» **Task goal**: Each line below must be transcribed exactly, and no picture may appear in the transcription.

—————

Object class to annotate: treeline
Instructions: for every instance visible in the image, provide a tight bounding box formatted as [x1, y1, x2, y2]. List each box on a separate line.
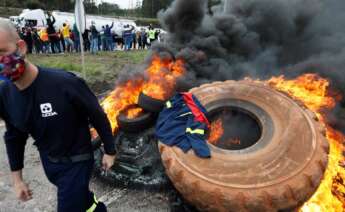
[0, 0, 221, 18]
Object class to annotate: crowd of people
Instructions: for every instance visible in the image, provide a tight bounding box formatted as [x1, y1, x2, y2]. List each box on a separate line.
[19, 14, 163, 54]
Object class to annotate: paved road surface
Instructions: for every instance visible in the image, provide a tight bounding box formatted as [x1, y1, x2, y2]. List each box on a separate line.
[0, 123, 171, 212]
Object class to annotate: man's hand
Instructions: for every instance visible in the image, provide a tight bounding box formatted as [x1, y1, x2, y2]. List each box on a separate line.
[14, 181, 32, 202]
[12, 170, 32, 202]
[102, 154, 116, 171]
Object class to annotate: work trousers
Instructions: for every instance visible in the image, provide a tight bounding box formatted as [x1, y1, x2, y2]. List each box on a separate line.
[39, 151, 106, 212]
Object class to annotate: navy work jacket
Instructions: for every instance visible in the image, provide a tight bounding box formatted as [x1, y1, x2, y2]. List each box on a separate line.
[155, 93, 211, 158]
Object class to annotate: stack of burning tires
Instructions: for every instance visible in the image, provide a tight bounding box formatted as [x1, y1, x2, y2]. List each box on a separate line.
[93, 80, 329, 211]
[93, 91, 170, 189]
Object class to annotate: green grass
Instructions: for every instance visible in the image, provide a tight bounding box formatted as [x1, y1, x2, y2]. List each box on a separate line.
[28, 51, 148, 93]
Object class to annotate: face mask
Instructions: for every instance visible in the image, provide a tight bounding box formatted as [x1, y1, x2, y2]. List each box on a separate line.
[0, 50, 25, 82]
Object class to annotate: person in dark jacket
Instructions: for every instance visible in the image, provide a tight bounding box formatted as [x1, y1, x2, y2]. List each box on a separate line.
[141, 29, 147, 49]
[122, 25, 134, 51]
[32, 28, 42, 54]
[104, 22, 114, 51]
[46, 13, 61, 53]
[82, 29, 91, 52]
[0, 20, 116, 212]
[72, 23, 80, 52]
[90, 22, 99, 54]
[22, 27, 33, 54]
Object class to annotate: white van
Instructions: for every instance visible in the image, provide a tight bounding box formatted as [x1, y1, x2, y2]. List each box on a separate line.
[17, 9, 137, 35]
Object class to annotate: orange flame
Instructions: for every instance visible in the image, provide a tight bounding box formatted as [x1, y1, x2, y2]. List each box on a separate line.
[126, 107, 143, 119]
[99, 55, 185, 133]
[266, 73, 345, 211]
[101, 77, 144, 133]
[268, 74, 336, 112]
[208, 118, 224, 144]
[143, 55, 185, 100]
[229, 138, 241, 145]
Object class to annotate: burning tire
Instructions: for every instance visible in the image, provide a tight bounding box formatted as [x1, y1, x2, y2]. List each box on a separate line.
[117, 105, 154, 133]
[159, 80, 329, 211]
[138, 92, 166, 113]
[93, 129, 170, 189]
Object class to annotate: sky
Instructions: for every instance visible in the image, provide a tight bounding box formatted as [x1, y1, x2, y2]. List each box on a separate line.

—————

» **Reply to the exercise**:
Object class to annotate: treeline
Instructions: for every instance visible in the image, provide a tight bounding box formatted as [x1, y1, x2, y2]. List each box on a separate line.
[0, 0, 221, 18]
Object class to annotate: crowd of people
Instructions: for every instance visible in the image, provide a tight bounding box formatted as [x1, y1, x2, y2]. List each box on a separate line.
[19, 14, 163, 54]
Object class to annotate: paved road surface
Instructions: for every instance visible in the image, provide a tight bounding box formatted as [x1, y1, x2, y2]. List each box on a separate line.
[0, 123, 171, 212]
Object class to annotate: man's hand
Instructions: for every instance visible in the image, provide a tight bounding box formatted as [x1, y1, x2, y2]. List each box on a separate line.
[14, 181, 32, 202]
[12, 170, 32, 202]
[102, 154, 116, 171]
Object class to annotate: work trousers
Instructions: for every instance visible in the image, provide a tight bounding box formatted as [x1, y1, x2, y2]. List each box on a separate line.
[39, 151, 106, 212]
Object class to annotate: navy work jacket
Instructions: for every instance visible in the image, provide a tight bounding box formatted as [x1, y1, x2, y2]. List each box on a separate line.
[155, 93, 211, 158]
Object class to annotate: stack of burning tires
Instructions: for every instance visible in the image, provide a tight bounding box formatted as [x1, y1, x2, y2]. List each box on a separate line.
[93, 80, 329, 211]
[93, 91, 170, 189]
Object class to annotate: green grass
Instructions: for every instance visible in the image, provide a tight bounding box formatted as [x1, y1, x2, y2]. List each box on a separate line.
[28, 51, 148, 93]
Object class to annotate: face mask
Instructions: for every instance visible in the image, provide a tight bounding box formatted as [x1, y1, x2, y2]. List each box on a separate line.
[0, 50, 25, 82]
Object class to annotate: person in dark jacket
Instructions: for every instance visible in the image, provide a tight bounding box formatted as [x1, y1, x2, y2]. List each box on a separate line.
[141, 29, 147, 49]
[122, 25, 134, 51]
[32, 28, 42, 54]
[104, 22, 114, 51]
[46, 13, 61, 53]
[82, 29, 91, 52]
[0, 20, 116, 212]
[72, 23, 80, 52]
[90, 22, 99, 54]
[22, 27, 33, 54]
Object class to annotate: white van
Instructions: for every instance visible in the image, provide a tight bounding box formatted as [x1, y1, x2, y2]. List each box on a separate line.
[17, 9, 137, 35]
Object class to annotate: orange flame
Instructions: for every instance visible in the image, provide a tight bounding box formatted as [x1, y1, x2, y2]. List each box on a separate line.
[126, 107, 143, 119]
[99, 55, 185, 133]
[266, 73, 345, 211]
[101, 77, 144, 133]
[268, 74, 336, 112]
[208, 118, 224, 144]
[143, 55, 185, 100]
[229, 138, 241, 145]
Object class to annotate: burning tire
Instructions: for every instance visible in the image, provide a tight bounding box formatted as [x1, y1, x2, y2]. List each box on a separate line.
[117, 105, 154, 133]
[159, 80, 329, 211]
[138, 92, 166, 113]
[93, 129, 170, 189]
Object class to annotate: sky
Instructions: for every instance visible in the image, provide a tight bounding box formatted as [x1, y1, x2, y2]. List each box on a separate line.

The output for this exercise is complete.